_Problem to work on_.
In the AlloPipe description below, what operations does Allo-Count carry out on the input data before returning its outputs? List them all.

_Study text_.
━━━━━━━━

The AlloPipe tool is a computational workflow designed to compute, given a pair of annotated human genomic datasets:
- directional amino acid mismatches, and
- the related candidate minor histocompatibility antigens.
The product is provided free of charge, and, therefore, on an "as is" basis, without warranty of any kind.
AlloPipe is also available as a web application.
A. Dhuyser, P. Delaugère, P. Laville, et al., AlloPipe and Its Web Server Allogenomics: From Genomic Data to Candidate Minor Histocompatibility Antigens, HLA 107, no. 2 (2026): e70590, https://doi.org/10.1111/tan.70590.
The AlloPipe tool is divided into two sequential modules: Allo-Count, then Allo-Affinity.
After reformating relevant data from the variant-annotated .VCF file(s), Allo-count performs a stringent data cleaning and computes the directional comparison of the genomic sequences from sample 1 and sample 2.
Allo-Count returns:
- a quantitative output called the Allogenomic Mismatch Score (AMS): a discrete quantitative variable that is counting the number of directional amino acid mismatches.
- a qualitative output stored in the AMS (mismatch) table: providing information about the polymorphisms contributing to the AMS.
Directional comparison
The sample comparison is directional and accounts for either polymorphisms that are present in the donor but absent in the recipient (donor-to-recipient) or that are present in the recipient but absent in the donor (recipient-to-donor).

━━━━━━━━

_Provided material_.
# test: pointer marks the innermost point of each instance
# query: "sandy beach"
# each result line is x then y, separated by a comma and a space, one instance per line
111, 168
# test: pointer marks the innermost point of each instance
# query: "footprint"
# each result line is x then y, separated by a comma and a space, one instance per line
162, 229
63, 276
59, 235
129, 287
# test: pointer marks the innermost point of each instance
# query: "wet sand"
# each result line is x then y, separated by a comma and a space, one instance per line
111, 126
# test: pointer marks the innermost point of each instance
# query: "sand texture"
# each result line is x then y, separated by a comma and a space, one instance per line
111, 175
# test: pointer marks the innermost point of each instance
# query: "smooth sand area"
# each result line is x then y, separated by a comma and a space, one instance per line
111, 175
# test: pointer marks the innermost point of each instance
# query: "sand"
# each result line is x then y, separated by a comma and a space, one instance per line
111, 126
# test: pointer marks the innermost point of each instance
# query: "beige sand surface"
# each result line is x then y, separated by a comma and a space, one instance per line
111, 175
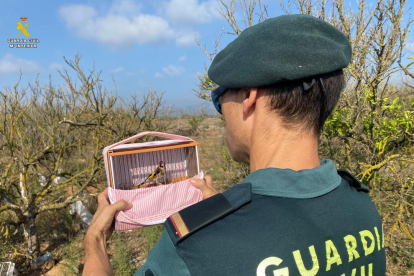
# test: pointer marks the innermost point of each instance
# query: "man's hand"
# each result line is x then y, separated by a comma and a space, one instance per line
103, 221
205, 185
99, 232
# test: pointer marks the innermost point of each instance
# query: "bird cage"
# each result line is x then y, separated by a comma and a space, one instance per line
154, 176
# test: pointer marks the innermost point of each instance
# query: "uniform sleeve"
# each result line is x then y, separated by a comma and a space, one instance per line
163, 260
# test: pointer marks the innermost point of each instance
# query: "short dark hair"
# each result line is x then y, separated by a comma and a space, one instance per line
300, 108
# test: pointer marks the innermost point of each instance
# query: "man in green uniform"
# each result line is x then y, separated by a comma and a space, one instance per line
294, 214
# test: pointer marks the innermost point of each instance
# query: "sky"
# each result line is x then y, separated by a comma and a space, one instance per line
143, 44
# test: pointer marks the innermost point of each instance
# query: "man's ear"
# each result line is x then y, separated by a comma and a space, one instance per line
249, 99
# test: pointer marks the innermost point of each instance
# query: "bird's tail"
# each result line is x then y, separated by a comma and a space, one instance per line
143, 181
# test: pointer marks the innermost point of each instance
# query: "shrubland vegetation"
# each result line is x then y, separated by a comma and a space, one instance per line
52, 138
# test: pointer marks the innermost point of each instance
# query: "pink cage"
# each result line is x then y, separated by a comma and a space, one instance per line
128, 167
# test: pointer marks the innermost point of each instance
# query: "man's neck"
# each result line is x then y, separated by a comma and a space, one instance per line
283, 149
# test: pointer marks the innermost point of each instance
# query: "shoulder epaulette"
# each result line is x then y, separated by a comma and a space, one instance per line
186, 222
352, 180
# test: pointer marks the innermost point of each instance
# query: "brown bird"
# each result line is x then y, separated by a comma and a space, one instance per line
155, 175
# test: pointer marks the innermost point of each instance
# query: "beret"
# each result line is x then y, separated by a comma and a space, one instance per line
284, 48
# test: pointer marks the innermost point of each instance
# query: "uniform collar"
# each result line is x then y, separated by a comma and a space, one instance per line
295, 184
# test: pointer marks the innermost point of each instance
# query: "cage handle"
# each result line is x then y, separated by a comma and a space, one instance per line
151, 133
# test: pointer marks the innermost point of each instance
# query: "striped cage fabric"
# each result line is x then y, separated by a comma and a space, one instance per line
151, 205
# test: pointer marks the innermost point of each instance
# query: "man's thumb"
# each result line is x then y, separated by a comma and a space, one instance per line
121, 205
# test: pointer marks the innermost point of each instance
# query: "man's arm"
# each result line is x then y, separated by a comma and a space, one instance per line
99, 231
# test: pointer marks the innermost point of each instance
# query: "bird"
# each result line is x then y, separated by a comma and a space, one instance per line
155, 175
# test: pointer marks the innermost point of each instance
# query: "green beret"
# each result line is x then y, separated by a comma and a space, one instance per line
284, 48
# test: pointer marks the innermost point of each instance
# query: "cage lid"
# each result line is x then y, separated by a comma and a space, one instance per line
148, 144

━━━━━━━━

_Answer space_.
- Reformats relevant data from the variant-annotated .VCF file(s)
- Performs a stringent data cleaning
- Computes the directional comparison of the genomic sequences from sample 1 and sample 2